[Aim of the exercise]:
Check each line of the records below for the string "trunk", then state how many lines contain it, with no other output.

[Point localization data]
================================
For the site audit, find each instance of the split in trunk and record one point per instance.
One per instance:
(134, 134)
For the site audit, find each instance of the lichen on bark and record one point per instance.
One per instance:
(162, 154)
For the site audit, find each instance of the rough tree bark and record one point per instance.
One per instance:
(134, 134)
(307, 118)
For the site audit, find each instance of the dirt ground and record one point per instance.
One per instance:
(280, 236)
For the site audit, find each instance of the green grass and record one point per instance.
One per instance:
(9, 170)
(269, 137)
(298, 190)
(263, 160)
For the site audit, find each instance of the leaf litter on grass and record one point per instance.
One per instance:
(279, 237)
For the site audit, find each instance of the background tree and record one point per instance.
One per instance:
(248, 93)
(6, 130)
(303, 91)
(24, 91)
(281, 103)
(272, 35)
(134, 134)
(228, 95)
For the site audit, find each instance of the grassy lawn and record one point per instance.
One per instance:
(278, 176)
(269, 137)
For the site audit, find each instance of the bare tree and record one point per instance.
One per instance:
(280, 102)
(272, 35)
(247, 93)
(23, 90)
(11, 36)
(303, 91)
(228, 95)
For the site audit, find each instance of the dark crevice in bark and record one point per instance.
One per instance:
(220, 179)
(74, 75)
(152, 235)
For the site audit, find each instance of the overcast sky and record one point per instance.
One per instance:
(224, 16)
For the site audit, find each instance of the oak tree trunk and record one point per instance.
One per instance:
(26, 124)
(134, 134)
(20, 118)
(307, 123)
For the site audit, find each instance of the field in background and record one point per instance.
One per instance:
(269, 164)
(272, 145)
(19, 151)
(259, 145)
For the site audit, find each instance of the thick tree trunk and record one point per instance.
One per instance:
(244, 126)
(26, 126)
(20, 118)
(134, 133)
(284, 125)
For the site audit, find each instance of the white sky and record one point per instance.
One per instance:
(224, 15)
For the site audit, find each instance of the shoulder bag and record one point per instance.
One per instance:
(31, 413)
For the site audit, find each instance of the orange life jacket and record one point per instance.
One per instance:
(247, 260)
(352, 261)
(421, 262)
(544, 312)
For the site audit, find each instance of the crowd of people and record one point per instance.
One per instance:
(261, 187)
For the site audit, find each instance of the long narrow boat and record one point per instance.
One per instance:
================================
[Final answer]:
3